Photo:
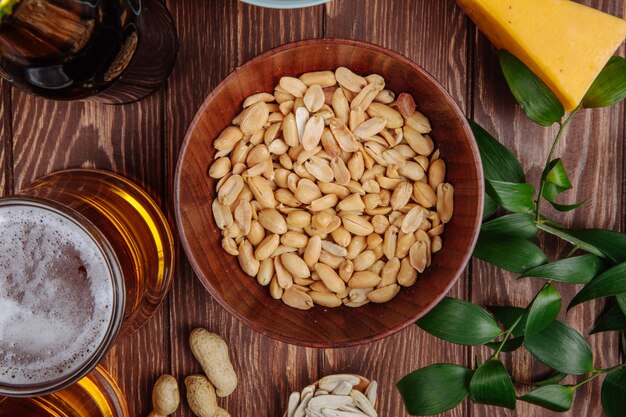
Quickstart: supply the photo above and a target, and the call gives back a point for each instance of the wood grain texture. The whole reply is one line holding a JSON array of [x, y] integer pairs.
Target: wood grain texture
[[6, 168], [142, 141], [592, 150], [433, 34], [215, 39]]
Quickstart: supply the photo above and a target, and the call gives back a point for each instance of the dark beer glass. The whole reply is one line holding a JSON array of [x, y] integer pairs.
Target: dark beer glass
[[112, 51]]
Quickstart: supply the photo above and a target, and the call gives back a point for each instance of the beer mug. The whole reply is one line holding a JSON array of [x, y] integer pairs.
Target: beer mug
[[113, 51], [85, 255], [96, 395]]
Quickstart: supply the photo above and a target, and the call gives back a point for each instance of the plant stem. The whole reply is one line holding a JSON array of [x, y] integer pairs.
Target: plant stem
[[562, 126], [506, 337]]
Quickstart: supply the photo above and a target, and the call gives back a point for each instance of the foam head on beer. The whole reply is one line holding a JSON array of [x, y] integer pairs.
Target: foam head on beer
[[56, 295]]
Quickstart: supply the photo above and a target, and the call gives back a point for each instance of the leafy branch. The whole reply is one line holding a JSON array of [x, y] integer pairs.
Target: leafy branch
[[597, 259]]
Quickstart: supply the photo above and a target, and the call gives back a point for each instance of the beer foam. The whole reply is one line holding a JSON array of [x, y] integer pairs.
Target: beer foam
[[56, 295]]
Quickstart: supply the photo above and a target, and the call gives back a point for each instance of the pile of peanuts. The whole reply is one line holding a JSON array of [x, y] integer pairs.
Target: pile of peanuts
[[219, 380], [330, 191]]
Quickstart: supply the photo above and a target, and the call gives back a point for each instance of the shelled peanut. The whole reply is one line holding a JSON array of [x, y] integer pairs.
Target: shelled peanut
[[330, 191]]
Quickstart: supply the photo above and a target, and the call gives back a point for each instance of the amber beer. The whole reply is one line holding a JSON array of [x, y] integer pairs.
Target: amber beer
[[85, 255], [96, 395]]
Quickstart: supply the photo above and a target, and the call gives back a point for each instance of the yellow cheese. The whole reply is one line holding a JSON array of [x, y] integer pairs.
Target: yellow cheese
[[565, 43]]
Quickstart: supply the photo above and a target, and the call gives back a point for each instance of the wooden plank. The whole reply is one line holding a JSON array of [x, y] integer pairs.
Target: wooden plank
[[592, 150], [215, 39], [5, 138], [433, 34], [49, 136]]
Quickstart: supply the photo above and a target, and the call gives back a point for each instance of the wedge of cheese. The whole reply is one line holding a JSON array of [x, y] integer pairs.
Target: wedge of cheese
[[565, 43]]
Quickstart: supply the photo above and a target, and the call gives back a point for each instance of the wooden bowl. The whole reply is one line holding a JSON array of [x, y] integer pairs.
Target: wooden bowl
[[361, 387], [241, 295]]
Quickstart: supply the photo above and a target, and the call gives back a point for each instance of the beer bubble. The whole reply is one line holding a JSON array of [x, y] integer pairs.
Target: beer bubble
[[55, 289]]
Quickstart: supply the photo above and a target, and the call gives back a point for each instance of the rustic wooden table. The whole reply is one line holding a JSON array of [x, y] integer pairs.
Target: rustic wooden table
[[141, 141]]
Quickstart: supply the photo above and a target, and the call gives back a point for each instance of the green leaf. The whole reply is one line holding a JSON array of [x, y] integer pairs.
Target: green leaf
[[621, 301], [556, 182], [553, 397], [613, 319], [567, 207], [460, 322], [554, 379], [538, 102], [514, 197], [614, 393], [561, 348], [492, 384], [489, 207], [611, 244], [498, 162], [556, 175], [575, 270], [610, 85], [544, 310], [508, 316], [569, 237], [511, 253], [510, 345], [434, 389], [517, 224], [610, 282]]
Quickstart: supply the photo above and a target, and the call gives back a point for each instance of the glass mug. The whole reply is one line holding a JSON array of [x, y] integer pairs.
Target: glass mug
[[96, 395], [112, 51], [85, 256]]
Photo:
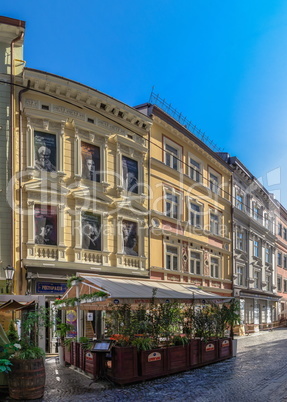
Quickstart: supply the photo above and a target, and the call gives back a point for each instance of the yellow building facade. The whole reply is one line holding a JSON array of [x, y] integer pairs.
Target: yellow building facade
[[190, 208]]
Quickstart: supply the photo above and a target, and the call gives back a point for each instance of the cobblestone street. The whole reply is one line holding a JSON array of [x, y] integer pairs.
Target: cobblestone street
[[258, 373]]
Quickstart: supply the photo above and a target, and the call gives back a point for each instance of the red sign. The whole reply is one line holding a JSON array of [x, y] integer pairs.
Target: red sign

━━━

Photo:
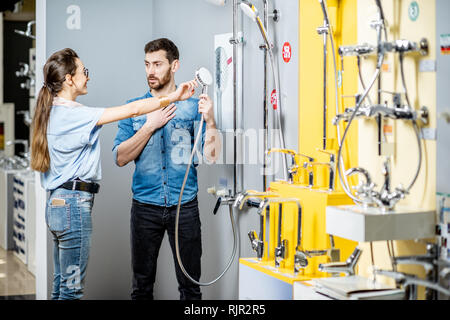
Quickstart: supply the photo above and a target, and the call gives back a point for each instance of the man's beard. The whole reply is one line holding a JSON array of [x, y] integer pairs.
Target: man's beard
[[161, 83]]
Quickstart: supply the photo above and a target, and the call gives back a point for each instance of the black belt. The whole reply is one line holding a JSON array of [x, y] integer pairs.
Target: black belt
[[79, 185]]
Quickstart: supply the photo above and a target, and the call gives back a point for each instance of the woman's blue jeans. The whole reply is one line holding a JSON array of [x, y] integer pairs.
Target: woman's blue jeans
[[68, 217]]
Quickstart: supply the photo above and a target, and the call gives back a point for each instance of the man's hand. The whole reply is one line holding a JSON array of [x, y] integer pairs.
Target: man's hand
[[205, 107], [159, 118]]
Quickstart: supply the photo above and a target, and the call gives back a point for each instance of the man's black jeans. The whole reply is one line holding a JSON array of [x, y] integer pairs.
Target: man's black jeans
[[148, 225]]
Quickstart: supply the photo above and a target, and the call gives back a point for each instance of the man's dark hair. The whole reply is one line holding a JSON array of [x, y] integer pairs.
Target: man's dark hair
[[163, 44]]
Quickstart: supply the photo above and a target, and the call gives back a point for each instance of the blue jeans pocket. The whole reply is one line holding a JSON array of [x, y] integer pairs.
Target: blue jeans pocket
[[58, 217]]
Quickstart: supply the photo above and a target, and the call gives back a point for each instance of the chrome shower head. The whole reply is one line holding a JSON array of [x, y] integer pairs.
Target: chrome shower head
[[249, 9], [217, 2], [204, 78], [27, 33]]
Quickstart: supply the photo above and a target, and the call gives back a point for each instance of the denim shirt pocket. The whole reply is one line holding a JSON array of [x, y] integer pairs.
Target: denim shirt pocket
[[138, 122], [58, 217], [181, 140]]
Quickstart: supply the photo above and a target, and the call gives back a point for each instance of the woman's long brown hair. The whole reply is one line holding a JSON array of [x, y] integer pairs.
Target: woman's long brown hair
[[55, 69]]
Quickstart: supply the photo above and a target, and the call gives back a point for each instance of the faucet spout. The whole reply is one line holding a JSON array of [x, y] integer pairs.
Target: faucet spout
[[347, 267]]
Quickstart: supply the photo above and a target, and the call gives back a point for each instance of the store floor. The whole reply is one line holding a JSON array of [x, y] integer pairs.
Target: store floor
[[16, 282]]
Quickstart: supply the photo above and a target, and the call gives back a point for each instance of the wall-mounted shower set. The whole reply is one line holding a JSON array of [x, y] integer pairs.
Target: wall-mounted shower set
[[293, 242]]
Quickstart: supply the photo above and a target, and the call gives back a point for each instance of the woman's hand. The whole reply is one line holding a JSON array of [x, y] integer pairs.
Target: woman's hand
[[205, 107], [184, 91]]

━━━

ACTIVITY — Reproduce the lines of the entries above from the one with "the wooden plank." to the one with "the wooden bowl.", both included, exactly and without any other line.

REPLY —
Quickstart: supply the photo above and a target, and the call gives back a point for each instance of the wooden plank. The whole reply is one line holding a JSON array of [x, y] integer pairs.
Target: wooden plank
[[592, 150], [215, 39], [5, 138], [433, 34], [49, 136]]
Quickstart: supply the photo above and a target, and the call gives back a point for each instance of the wedge of cheese. The whole reply is one line holding a JSON array of [x, y] integer pairs.
Target: wedge of cheese
[[565, 43]]
Quickstart: supply the photo above and a target, and the call gives back a point for each instance of the wooden bowl. The whole reply is one line holding a JSON array of [x, y] integer pairs.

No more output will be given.